┌─ ENTRIES SUPPLIED
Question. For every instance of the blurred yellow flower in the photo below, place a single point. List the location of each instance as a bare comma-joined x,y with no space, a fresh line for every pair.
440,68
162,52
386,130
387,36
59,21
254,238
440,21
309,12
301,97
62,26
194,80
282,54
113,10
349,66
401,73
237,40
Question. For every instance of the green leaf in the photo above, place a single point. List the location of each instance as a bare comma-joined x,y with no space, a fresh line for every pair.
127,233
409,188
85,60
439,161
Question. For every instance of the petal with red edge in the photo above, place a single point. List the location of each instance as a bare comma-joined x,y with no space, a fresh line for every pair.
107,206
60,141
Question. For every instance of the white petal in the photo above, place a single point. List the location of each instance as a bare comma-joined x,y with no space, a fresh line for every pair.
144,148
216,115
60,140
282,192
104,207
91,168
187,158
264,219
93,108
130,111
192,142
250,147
└─
Copy the items above word for word, from the line containing "Question. For every instance of the white" through the last line of the items, both ends included.

Question. For every instance of the white petal in the photo above, place a single point. List the location of each instance as a bare comma-joined x,y with no space, a fresh line for every pair.
144,148
216,115
60,140
282,192
104,207
91,168
187,158
264,219
93,108
130,111
192,142
250,147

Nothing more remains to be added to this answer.